- DOCUMENT TEXT:

The Hon. Alexander Downer, MP
The Hon. Alexander Downer, MP
 FORMER MINISTER FOR FOREIGN AFFAIRS, AUSTRALIA

Speech

at the launch of the Economic Analytical Unit Report - China's Industrial Rise: East Asia's Challenge, Hotel Intercontinental, Sydney.
29 October 2003

China's Industrial Rise: East Asia's Challenge

Introduction

Thank you, Nick (Nick Curtis, President, Australia China Business Council, NSW).

Distinguished guests, ladies and gentlemen.

It gives me great pleasure to welcome you here to launch my department's new report, China's Industrial Rise: East Asia's Challenge.

I congratulate Dr Frances Perkins and the Department of Foreign Affairs and Trade's Economic Analytical Unit on producing another high quality report.

I particularly want to thank BHP Billiton for their generous long-term corporate sponsorship of EAU research.

The report's authors could not have foreseen how opportune the timing would be, coming only days after the historic visit to Australia of Chinese President Hu Jintao.

Indeed it is an entirely apposite moment to consider the incredible transformation taking place in China and its implications for our region.

In essence this report sets out to answer the question of whether China's economic transformation is a positive or a negative for the region. And as I will underline in a moment, the report finds that is has clearly been a positive.

But China's rapid economic development is not the only change I would like to talk about today.

For not only have we seen great change in China in recent years, we have also seen our bilateral relationship change. And I would like to focus on some of these changes; from the transformation of our economic relations, to the evolution of our broader bilateral relationship.

China's transformation: a net positive for the region

As many of you might know, China is fast becoming the region's largest exporter of manufactured goods, from fully-assembled high technology to traditional labour-intensive products.

Chinese merchandise exports are now more than double what they were in 1996, and if recent trends continue, China will overtake Japan in the next couple of years to become the third-largest merchandise exporter in the world.

It is obvious that this growth is having a major impact on the region. China's restructuring economy, particularly its expanding manufacturing sector, is causing changes in production patterns and trade flows within East Asia and between the region and third markets.

- SET PROBLEM:
Rewrite everything in the speech from "Indeed it is" down to "talk about today.", replacing "apposite" with "fitting". Rely only on the speech for this.

- ENTRIES PROVIDED:
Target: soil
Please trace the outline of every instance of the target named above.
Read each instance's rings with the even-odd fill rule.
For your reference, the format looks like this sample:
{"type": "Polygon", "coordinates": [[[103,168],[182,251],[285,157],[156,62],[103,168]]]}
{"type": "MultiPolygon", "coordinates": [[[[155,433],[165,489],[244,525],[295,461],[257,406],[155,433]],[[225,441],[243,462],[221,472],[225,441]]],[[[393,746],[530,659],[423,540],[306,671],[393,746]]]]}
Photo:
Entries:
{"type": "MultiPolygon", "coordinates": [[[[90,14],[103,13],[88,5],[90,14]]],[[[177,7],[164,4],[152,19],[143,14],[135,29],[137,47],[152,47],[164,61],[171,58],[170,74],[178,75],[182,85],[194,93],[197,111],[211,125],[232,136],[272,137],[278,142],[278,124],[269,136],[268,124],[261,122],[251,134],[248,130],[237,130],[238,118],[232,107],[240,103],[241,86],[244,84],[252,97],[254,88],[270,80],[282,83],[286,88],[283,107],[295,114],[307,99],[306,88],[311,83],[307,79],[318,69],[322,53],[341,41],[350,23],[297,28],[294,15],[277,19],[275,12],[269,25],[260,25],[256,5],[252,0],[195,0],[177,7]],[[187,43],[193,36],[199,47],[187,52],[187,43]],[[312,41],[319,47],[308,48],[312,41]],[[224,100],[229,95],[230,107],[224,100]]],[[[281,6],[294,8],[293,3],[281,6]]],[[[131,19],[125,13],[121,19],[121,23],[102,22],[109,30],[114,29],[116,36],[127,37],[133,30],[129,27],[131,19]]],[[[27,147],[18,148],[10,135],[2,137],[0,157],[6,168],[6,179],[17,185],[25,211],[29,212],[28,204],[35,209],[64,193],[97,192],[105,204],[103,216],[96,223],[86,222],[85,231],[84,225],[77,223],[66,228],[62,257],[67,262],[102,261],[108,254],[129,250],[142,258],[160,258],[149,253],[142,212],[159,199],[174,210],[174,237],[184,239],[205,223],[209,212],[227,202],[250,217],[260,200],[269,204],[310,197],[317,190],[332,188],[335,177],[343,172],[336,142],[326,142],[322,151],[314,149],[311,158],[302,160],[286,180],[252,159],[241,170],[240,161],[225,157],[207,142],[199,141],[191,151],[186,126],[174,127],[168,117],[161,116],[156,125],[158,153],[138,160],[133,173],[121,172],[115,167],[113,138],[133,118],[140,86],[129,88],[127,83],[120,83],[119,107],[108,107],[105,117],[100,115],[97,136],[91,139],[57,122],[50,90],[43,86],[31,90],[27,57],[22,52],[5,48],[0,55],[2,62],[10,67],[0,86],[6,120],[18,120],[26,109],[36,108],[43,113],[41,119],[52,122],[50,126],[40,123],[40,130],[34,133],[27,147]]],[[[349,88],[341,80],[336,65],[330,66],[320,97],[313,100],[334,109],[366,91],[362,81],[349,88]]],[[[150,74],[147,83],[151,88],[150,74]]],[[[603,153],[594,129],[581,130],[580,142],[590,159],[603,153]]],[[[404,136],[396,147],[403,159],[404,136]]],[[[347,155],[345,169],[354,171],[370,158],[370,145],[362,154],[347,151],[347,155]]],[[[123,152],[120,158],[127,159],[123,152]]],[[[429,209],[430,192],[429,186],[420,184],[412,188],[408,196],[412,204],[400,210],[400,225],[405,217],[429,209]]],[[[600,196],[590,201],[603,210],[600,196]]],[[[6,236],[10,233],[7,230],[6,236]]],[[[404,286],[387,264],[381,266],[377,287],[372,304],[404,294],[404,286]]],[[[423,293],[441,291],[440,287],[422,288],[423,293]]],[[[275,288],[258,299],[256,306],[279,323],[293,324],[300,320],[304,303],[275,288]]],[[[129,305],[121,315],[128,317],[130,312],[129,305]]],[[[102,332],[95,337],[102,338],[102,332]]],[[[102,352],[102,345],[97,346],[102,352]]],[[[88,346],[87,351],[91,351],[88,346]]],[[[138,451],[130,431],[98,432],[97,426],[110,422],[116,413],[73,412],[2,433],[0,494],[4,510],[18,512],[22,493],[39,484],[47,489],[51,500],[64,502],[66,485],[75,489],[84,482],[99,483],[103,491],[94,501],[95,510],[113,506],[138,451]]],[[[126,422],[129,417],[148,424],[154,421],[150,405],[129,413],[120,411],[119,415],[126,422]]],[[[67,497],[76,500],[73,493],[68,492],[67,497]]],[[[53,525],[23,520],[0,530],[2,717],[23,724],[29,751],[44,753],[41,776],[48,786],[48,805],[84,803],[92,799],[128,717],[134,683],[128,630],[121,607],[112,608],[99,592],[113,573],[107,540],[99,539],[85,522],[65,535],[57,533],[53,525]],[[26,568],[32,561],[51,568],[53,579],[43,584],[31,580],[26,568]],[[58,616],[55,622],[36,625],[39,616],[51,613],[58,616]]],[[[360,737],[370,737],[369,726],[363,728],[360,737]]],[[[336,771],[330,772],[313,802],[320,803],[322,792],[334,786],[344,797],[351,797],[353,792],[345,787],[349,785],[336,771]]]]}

- CORRECT ANSWER:
Indeed it is an entirely fitting moment to consider the incredible transformation taking place in China and its implications for our region.

In essence this report sets out to answer the question of whether China's economic transformation is a positive or a negative for the region. And as I will underline in a moment, the report finds that is has clearly been a positive.

But China's rapid economic development is not the only change I would like to talk about today.